- [REQUIREMENT] Reproduce the data below word for word, with every line in its original order.
==================================================
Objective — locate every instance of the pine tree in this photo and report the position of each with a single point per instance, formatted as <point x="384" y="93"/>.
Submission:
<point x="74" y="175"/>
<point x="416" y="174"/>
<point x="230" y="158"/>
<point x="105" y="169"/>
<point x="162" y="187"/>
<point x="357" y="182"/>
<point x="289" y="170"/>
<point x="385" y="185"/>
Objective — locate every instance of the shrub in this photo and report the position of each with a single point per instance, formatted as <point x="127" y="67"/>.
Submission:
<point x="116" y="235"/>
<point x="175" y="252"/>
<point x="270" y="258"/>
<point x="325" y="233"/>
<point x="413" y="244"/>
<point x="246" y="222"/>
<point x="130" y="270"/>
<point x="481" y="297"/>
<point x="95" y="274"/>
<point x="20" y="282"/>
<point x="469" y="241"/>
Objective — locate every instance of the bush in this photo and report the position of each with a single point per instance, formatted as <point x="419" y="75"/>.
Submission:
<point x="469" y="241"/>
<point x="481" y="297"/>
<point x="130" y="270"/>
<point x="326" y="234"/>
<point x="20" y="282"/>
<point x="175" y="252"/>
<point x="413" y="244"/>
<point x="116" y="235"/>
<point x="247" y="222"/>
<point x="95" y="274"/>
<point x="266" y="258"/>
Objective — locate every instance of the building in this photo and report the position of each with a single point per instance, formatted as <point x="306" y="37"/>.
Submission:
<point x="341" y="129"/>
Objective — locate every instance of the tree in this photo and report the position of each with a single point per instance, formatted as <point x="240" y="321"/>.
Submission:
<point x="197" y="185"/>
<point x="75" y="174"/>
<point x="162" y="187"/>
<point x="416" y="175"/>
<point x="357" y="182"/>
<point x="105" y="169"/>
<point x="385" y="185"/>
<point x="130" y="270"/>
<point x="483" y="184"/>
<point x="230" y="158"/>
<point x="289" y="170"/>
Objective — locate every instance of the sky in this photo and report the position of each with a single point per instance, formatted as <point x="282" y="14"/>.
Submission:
==================================================
- [SOLVED PROBLEM]
Objective — locate every instance of the pine tree in this photo and report the position of each with a single point per instance, formatted as <point x="384" y="93"/>.
Submission:
<point x="74" y="175"/>
<point x="416" y="174"/>
<point x="230" y="158"/>
<point x="105" y="169"/>
<point x="162" y="187"/>
<point x="357" y="182"/>
<point x="289" y="170"/>
<point x="385" y="185"/>
Objective — locate every instance of the shrub in this photo and report the position of each with a single point per instance, formatted as <point x="127" y="67"/>.
Submission:
<point x="116" y="235"/>
<point x="175" y="252"/>
<point x="270" y="258"/>
<point x="325" y="233"/>
<point x="413" y="244"/>
<point x="246" y="222"/>
<point x="130" y="270"/>
<point x="481" y="297"/>
<point x="95" y="274"/>
<point x="20" y="282"/>
<point x="469" y="241"/>
Objective — locate every instance of the bush in this photo and report the position of each with a single point per instance, formatted as <point x="419" y="75"/>.
Submission:
<point x="469" y="241"/>
<point x="481" y="297"/>
<point x="130" y="270"/>
<point x="326" y="234"/>
<point x="20" y="282"/>
<point x="175" y="252"/>
<point x="413" y="244"/>
<point x="116" y="235"/>
<point x="247" y="222"/>
<point x="95" y="274"/>
<point x="266" y="258"/>
Objective — locate every instance of the building in this photo and report the position of each with a single point per instance, formatted as <point x="306" y="37"/>.
Submission:
<point x="341" y="129"/>
Objective — locate every instance of the tree in this photo and report the position of each with a single point per instance, formatted as <point x="240" y="321"/>.
Submission:
<point x="197" y="185"/>
<point x="75" y="174"/>
<point x="162" y="187"/>
<point x="416" y="175"/>
<point x="357" y="182"/>
<point x="105" y="169"/>
<point x="385" y="185"/>
<point x="130" y="270"/>
<point x="483" y="184"/>
<point x="230" y="158"/>
<point x="289" y="170"/>
Objective — locate every instance of the sky in this photo and report the position of each with a single point per instance, formatted as <point x="282" y="14"/>.
Submission:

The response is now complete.